[Supplied passage]
+ + +

# Puppy training recommendations



## DevilDog09 (Oct 4, 2016)

So I'm adopting a puppy. He's a Rhodesian Ridgeback Rottweiler mix. Just looking for some referrals on some local dog training. I'm in Draper. It would be much appreciated


----------



## ZEKESMAN (Sep 14, 2007)

What kind of training are you looking at? What do you want to accomplish? You are not trying to make this pup into a hunting dog are you? Vic


----------



## Ali-MAc (Jul 12, 2013)

I took my bird dog to the puppy school with this club, it was a great mix of general how to trains tips, specific obedience skills and puppy social time

http://gsldtc.com/


----------



## DevilDog09 (Oct 4, 2016)

So I'm looking for just a general obedience and socialization. Just the plain and simple for starters. Then I would actually like see how he will do as a bird dog upland and water.


----------



## DevilDog09 (Oct 4, 2016)

Ali-MAc said:


> I took my bird dog to the puppy school with this club, it was a great mix of general how to trains tips, specific obedience skills and puppy social time
> 
> http://gsldtc.com/


Thank you, I will look them!


----------



## ZEKESMAN (Sep 14, 2007)

DevilDog09, I would rethink this if you are planning on having a hunting dog. Not even all hunting dogs will hunt. There will be people who will tell you that they had ab XYZ mix that was the best hunting dog they ever had. this may be true but the odds are MUCH BETTER if you have a dog from proven stock. Would you take a corvette into the hills to hunt? The money you will spend on a trainer would be better spent on a quality pup. JMHO Vic


----------



## DevilDog09 (Oct 4, 2016)

+ + +

[Directives]
**1.** Do these statements agree with the puppy training thread? For each, answer yes or no and quote the words from the thread that decide it.
(a) The puppy DevilDog09 is adopting is a Rhodesian Ridgeback Rottweiler mix.
(b) The puppy school Ali-MAc attended covered only obedience skills.
(c) ZEKESMAN thinks money spent on a trainer would be better spent on a quality pup.
**2.** Answer these questions from the puppy training thread.
(a) Where does DevilDog09 say he is?
(b) What web address does Ali-MAc give for the club?
(c) What car does ZEKESMAN name when he asks about going into the hills to hunt?
The material that follows is separate from the thread.

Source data
+ + +

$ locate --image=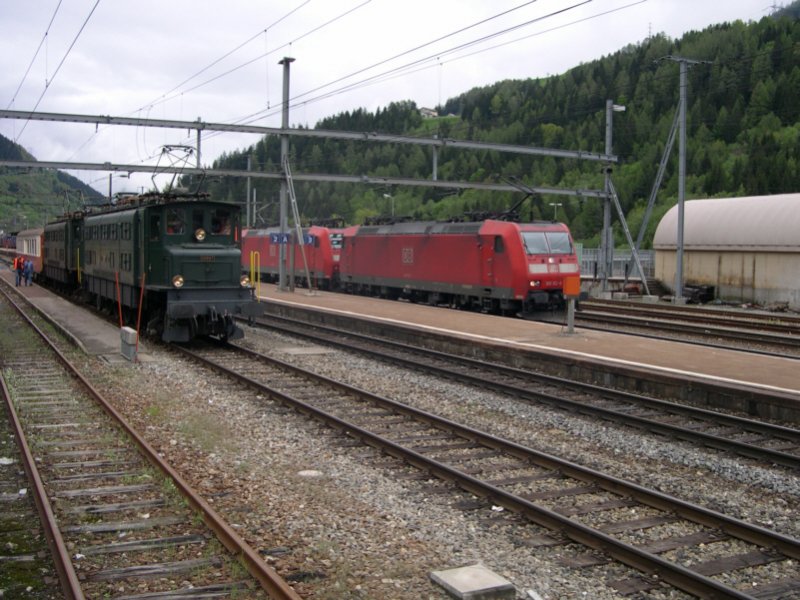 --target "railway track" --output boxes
[0,284,299,600]
[248,317,800,471]
[182,338,800,598]
[575,300,800,358]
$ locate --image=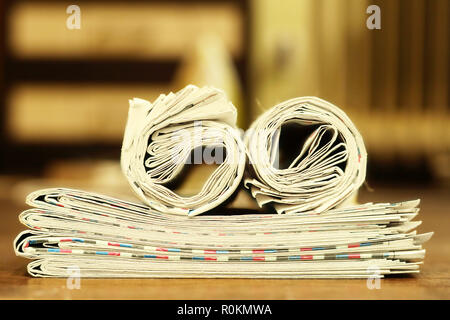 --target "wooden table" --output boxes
[0,188,450,299]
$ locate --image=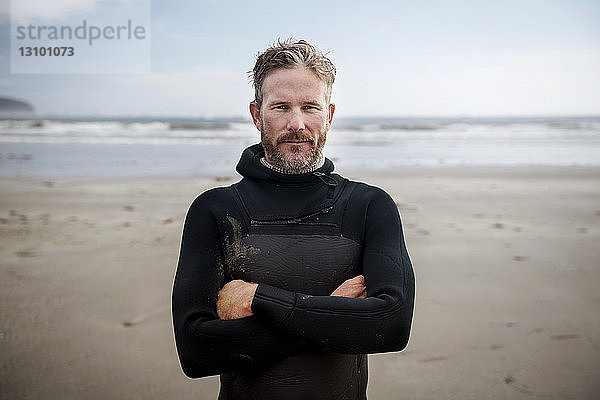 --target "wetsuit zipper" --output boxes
[250,206,333,226]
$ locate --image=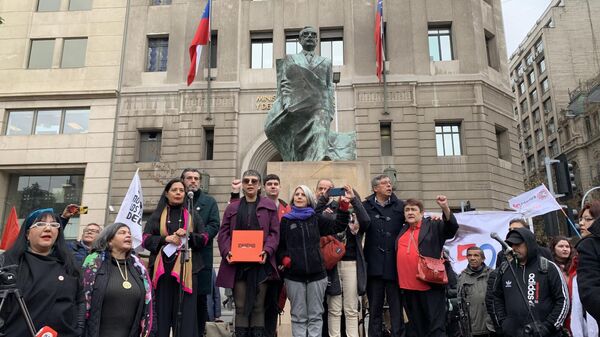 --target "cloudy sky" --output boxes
[502,0,551,57]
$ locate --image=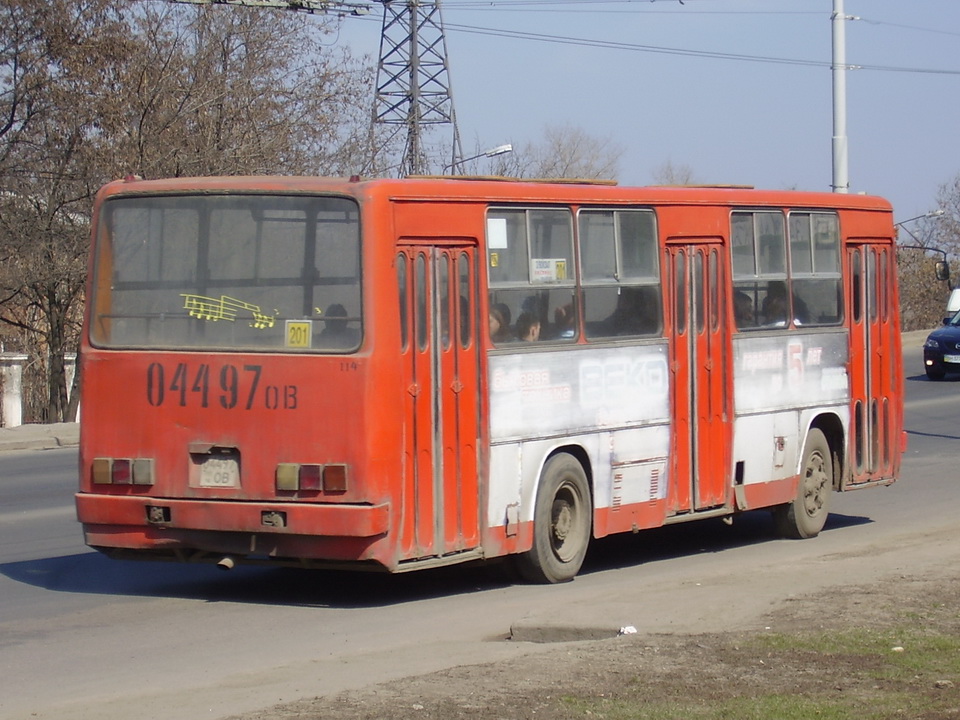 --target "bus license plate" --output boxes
[200,458,240,488]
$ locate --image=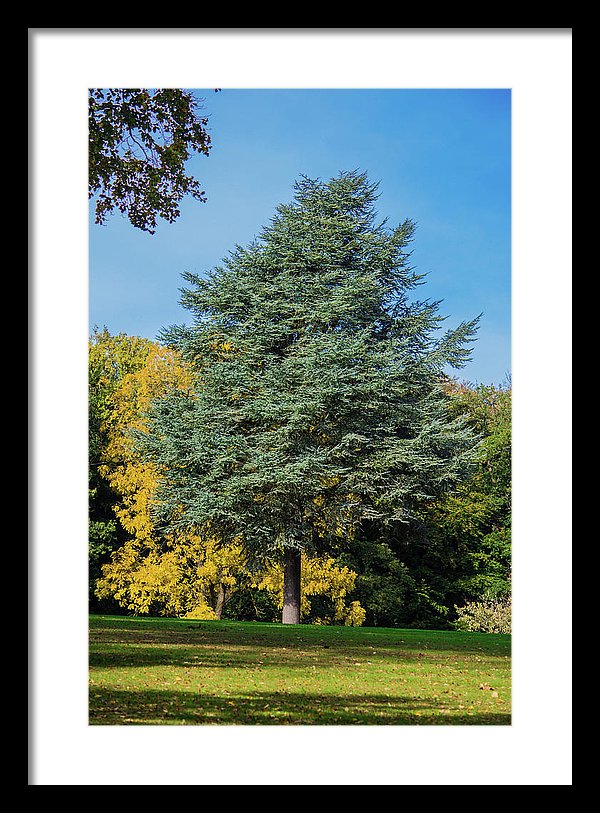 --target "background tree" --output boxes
[139,172,477,623]
[95,343,364,625]
[88,328,156,611]
[339,380,511,629]
[88,88,211,234]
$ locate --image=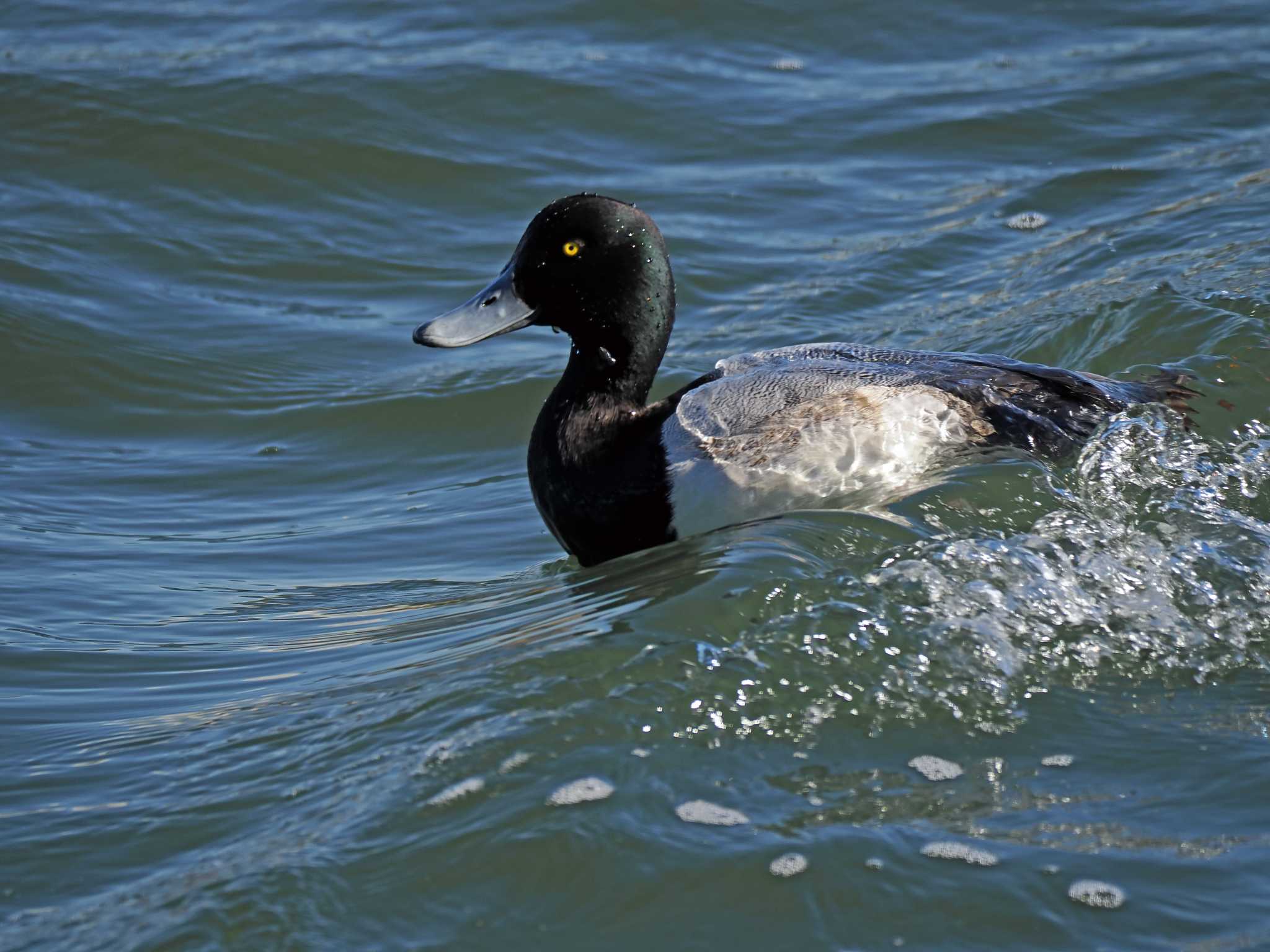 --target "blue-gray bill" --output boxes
[414,267,533,346]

+ + +

[Solutions to the tasks]
**1.**
(a) Yes: "He's a Rhodesian Ridgeback Rottweiler mix."
(b) No: "it was a great mix of general how to trains tips, specific obedience skills and puppy social time"
(c) Yes: "The money you will spend on a trainer would be better spent on a quality pup."

**2.**
(a) Draper
(b) http://gsldtc.com/
(c) A corvette